Image-grounded pointing data>
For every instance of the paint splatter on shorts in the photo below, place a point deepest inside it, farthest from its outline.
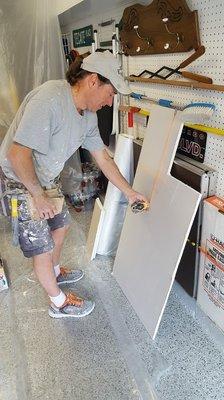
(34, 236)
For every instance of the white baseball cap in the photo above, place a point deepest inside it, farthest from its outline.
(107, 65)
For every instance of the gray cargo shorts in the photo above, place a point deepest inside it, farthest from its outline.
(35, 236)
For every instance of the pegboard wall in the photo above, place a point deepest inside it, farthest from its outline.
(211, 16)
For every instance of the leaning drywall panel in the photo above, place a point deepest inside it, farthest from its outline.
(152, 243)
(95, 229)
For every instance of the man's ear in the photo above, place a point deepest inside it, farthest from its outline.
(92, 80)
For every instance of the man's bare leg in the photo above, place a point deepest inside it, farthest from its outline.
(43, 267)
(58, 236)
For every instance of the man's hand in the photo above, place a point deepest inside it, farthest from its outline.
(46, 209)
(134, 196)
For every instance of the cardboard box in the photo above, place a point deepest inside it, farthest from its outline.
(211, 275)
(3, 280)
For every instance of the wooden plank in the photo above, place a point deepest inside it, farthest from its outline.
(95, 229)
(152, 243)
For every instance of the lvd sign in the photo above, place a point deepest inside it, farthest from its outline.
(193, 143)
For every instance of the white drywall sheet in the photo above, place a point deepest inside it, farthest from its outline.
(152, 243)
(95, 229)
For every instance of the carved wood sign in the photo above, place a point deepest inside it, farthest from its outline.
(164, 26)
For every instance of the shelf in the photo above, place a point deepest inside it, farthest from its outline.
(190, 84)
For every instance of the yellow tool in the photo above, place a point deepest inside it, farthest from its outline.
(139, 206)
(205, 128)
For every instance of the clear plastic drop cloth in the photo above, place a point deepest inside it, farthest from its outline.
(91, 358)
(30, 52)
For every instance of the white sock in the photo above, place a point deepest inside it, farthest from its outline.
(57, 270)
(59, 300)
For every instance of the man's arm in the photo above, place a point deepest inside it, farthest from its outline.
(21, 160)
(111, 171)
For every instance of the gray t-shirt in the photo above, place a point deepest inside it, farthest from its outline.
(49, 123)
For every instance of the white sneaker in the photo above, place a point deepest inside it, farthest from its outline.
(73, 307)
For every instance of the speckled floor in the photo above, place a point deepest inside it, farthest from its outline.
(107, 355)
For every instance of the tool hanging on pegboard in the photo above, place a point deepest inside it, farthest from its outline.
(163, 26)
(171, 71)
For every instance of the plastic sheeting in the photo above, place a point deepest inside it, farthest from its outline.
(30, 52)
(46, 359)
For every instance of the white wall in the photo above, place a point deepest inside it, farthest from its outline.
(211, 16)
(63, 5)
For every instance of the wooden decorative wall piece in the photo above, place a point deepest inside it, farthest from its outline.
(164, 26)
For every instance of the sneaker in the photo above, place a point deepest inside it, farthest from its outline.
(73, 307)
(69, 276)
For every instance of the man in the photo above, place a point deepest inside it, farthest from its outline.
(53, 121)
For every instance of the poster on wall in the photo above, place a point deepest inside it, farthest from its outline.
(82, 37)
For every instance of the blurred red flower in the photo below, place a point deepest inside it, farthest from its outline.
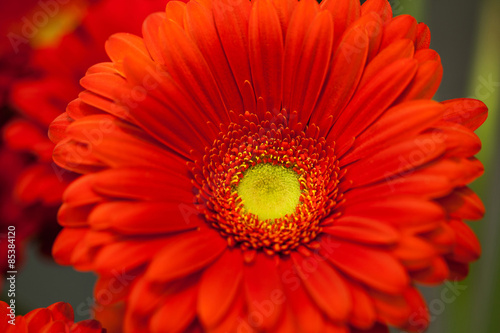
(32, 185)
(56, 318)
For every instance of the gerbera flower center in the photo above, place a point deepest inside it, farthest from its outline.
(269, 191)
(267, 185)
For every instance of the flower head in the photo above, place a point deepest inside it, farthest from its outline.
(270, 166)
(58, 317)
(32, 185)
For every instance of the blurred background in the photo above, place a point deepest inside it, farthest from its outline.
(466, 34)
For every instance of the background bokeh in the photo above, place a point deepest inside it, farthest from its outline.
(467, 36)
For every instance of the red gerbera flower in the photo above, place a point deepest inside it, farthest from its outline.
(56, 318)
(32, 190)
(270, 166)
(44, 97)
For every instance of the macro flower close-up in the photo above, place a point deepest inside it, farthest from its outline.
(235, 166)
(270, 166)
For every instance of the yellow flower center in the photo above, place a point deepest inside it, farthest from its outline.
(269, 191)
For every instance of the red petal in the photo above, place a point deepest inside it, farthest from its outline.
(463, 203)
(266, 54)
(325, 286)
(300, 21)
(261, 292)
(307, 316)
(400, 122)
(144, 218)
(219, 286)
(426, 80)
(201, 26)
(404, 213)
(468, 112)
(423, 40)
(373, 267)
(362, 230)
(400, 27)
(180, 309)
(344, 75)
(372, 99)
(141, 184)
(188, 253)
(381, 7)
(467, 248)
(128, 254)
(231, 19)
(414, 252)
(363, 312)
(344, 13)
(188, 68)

Your goal>
An exact copy of the entries, minus the pictures, is what's needed here.

Expected answer>
For every instance of the paint splatter on shorts in the photo below, place a point deepest inside it, farthest from its outline.
(34, 236)
For every instance of the white baseball cap in the photo above, place a point deepest inside it, farthest from its outline.
(107, 65)
For every instance of the gray cargo shorts in the photo above, place a point deepest inside it, farthest from its outline.
(35, 236)
For every instance of the pegboard wall in the photo above, place a point deepest inside it, farthest from its outline.
(211, 16)
For every instance of the leaning drywall panel in the photo above, place a point deepest inside it, farthest from its outline.
(152, 243)
(95, 229)
For every instance of the man's ear in the photo above, place a point deepest inside it, farthest from its outline.
(92, 80)
For every instance of the man's bare leg in the photo above, place a point deepest inside it, farthest from its outline.
(43, 267)
(58, 236)
For every instance of the man's hand in the photo above, place a point deepest inside it, farthest from its outline.
(46, 209)
(134, 196)
For every instance of the cardboard box in the photo above, place a point deepest inside it, farthest from its outline.
(211, 275)
(3, 280)
For every instance of the wooden plank in the photo above, place a point deepest inside it, farthest from its outline.
(95, 229)
(152, 243)
For every instance of the lvd sign in the photo above, place a point deepest inside it, farthest from its outline.
(193, 143)
For every instance of the white drywall sheet in the photo above, place a point deepest inside it, farthest from its outline.
(152, 243)
(95, 229)
For every instance of the carved wood sign in the photo above, place a point deepest inside it, farthest from its outline.
(164, 26)
For every instance of the shelf in the photo above, place a point deepest inside it, farthest from its outline.
(190, 84)
For every instance of the yellow tool in the photo above, place a point deepest inside it, farthest from its outline.
(139, 206)
(205, 128)
For every instance of the clear plastic drop cloth in the photo above, place a point deepest inside it, farthest from its outline.
(91, 358)
(30, 52)
For every instance of the white sock in the photo above, place a point deepest inside it, farthest from its outline.
(57, 270)
(59, 300)
For every instance of the man's arm in the photo above, place a point deepest inside it, farthest from its outline.
(21, 160)
(111, 171)
For every instance of the gray t-shirt in the photo above, place a point deepest inside it, farthest from its outline.
(49, 123)
For every instance of the white sneaker in the photo above, place a point deepest inside it, farthest from its outline.
(73, 307)
For every instance of the speckled floor in the photo above, place a point deepest inside it, farthest from its outline.
(107, 355)
For every instance of the tool hanging on pegboard in the photo above, place a point deepest inside it, farthest from its outline.
(163, 26)
(171, 71)
For every instance of the plastic sheeting in the photo above, place a point deepest inside it, farthest from its outline.
(30, 52)
(46, 359)
For every instance of the white wall in the photo above, place a point deepest inside it, farthest from its outline.
(211, 16)
(63, 5)
For every instance of the wooden decorative wall piece in the photo above, place a point deepest inside it, farthest from its outline.
(164, 26)
For every instance of the sneaker in the photo above, place a point deepest inside it, farthest from its outline.
(73, 307)
(69, 276)
For every instance of the man in the photo above, place a point deepest inside it, farthest from its outline.
(53, 121)
For every instance of the poster on wall in the photo above, place a point deepest inside it, farthest from its outline.
(82, 37)
For every instance of the blurred red flower in the photo below, place a point deepest inside it, farthest from its outline.
(32, 185)
(56, 318)
For every instance of the gerbera flower center in the photo above, place a point deepest inside it, farthest from its outline.
(269, 191)
(267, 185)
For every instance of the flower head in the photo above, place a point deepest inside it, farthest from its outline.
(270, 166)
(58, 317)
(32, 185)
For every instance of the blurred background in the photo above, place a point deepest inside it, farthest from its outline.
(466, 34)
For every instance of the background bokeh in the photo above, place a point deepest inside it, farthest from its outline.
(467, 36)
For every instance of the red gerbera flower in the photo above, place a point deepest inside it, farthest from its outline.
(56, 318)
(32, 190)
(270, 166)
(44, 97)
For every instance of the macro flower close-up in the photo above, place a point deepest inside it, farthest from its outline.
(235, 166)
(270, 166)
For every instance of the yellow flower center in the photo above, place a point deepest inside it, farthest from its outline.
(269, 191)
For every instance of the red petal in the photo above, place a point deepest inside it, farthest from its outline.
(463, 203)
(266, 54)
(325, 286)
(300, 21)
(261, 292)
(307, 316)
(400, 122)
(144, 218)
(219, 286)
(426, 80)
(201, 26)
(404, 213)
(468, 112)
(423, 40)
(373, 267)
(362, 230)
(400, 27)
(180, 309)
(344, 75)
(372, 99)
(141, 184)
(188, 253)
(381, 7)
(467, 248)
(128, 254)
(231, 19)
(414, 252)
(363, 312)
(344, 13)
(188, 68)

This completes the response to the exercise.